• _Exercise material_:
Start of Block

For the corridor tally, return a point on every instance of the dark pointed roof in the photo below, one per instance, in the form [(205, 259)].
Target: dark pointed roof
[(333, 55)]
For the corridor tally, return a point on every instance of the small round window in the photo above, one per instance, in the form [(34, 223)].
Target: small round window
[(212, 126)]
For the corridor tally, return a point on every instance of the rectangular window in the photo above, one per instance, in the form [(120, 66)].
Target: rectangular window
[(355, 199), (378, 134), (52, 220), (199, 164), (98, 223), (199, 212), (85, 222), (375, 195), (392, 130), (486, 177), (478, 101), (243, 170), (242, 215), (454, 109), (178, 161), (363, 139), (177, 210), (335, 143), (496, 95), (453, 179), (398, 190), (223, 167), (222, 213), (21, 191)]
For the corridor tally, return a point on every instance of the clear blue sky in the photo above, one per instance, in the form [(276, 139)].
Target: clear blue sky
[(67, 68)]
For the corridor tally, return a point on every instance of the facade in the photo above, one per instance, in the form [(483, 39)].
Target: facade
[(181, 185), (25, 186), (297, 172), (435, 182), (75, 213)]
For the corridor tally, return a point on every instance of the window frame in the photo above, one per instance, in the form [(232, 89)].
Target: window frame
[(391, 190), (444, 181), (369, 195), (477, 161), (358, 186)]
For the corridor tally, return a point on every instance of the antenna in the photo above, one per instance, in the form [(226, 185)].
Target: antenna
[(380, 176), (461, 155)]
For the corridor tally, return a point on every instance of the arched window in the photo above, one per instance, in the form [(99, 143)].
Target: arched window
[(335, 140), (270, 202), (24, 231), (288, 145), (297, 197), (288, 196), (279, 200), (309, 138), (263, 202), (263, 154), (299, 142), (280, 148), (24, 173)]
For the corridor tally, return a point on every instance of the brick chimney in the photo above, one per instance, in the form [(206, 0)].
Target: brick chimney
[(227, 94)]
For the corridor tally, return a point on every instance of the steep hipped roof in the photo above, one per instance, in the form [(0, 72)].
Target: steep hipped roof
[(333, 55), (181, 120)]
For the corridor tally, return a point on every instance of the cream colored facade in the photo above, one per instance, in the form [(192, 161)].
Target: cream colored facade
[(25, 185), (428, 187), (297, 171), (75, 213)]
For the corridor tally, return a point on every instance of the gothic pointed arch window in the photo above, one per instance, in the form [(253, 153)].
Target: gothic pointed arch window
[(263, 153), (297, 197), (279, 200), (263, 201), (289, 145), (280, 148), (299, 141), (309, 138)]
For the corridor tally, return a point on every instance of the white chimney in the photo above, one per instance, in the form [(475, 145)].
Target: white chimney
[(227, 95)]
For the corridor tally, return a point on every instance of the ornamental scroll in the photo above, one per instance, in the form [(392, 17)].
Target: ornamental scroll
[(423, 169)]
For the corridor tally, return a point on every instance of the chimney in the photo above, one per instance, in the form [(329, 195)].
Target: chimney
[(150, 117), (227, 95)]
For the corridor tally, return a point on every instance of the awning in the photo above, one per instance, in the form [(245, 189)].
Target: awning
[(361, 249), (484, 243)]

End of Block
Start of Block

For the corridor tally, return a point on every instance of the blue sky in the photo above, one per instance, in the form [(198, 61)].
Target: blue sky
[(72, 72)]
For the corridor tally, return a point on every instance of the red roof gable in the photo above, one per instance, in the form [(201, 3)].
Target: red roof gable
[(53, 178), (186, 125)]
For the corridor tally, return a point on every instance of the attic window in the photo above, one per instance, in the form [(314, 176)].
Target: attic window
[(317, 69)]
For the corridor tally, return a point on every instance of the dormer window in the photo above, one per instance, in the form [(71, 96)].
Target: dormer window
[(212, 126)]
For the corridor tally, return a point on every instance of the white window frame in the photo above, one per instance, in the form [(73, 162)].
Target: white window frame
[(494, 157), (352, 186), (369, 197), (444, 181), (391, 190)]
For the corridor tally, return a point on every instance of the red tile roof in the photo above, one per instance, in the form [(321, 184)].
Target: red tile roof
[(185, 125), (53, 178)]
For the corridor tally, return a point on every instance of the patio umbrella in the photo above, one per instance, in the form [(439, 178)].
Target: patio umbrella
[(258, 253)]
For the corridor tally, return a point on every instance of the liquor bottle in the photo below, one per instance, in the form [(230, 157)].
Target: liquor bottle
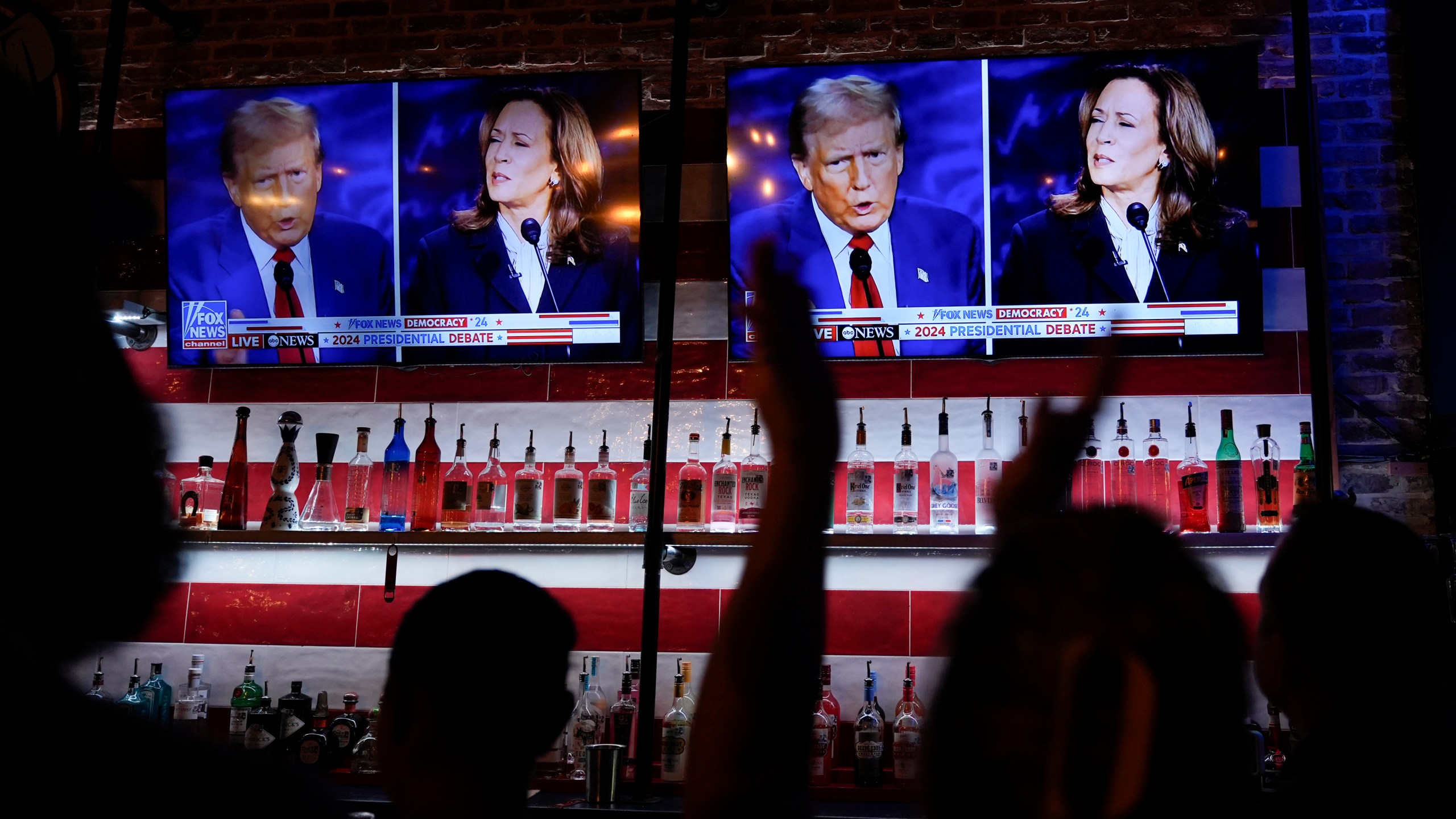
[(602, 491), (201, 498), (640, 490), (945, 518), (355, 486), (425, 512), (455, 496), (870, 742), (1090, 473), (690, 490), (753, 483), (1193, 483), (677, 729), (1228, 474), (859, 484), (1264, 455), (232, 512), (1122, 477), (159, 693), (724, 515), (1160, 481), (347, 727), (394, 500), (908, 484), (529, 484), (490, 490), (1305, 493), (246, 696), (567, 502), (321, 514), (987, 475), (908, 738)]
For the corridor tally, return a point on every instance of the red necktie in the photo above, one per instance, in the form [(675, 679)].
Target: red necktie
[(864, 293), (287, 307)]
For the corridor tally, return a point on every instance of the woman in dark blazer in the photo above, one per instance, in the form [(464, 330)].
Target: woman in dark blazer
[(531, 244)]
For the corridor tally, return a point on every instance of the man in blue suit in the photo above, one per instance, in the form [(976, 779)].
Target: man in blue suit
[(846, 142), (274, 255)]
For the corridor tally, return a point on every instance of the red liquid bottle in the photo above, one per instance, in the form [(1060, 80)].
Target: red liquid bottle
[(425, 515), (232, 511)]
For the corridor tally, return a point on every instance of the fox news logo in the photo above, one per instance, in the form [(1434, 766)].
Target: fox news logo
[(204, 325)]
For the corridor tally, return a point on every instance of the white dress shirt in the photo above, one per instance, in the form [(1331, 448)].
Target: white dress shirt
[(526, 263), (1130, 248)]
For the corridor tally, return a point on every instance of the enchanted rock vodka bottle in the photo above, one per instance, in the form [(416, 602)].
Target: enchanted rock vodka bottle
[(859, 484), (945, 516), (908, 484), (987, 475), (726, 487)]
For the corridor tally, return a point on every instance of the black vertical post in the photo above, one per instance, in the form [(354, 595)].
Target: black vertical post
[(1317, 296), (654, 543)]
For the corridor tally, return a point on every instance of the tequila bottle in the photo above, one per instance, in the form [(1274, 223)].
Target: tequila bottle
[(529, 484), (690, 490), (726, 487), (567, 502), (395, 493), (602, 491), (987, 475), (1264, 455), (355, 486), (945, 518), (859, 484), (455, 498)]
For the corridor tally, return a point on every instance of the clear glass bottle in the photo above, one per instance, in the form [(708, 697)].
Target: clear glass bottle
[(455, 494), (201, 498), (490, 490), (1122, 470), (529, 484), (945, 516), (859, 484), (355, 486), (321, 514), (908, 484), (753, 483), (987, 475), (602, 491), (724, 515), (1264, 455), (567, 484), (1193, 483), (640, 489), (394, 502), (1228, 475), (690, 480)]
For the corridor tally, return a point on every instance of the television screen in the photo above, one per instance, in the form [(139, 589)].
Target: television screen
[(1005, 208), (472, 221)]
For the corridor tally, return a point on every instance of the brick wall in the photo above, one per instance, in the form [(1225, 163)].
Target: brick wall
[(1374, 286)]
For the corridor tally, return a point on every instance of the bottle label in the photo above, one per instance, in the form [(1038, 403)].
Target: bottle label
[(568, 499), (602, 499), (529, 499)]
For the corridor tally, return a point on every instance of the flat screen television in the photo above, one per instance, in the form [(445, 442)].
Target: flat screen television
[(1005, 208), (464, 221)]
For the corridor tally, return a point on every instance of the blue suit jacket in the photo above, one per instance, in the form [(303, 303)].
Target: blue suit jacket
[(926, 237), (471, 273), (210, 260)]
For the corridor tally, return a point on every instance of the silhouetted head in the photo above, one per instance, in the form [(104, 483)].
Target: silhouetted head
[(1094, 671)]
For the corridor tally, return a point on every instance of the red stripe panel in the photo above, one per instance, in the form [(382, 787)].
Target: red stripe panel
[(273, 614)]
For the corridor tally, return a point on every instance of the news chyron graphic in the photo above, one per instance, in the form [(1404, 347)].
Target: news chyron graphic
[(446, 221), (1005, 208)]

End of Block

Across the entries above, count the lines with the word "below" and report that count by itself.

2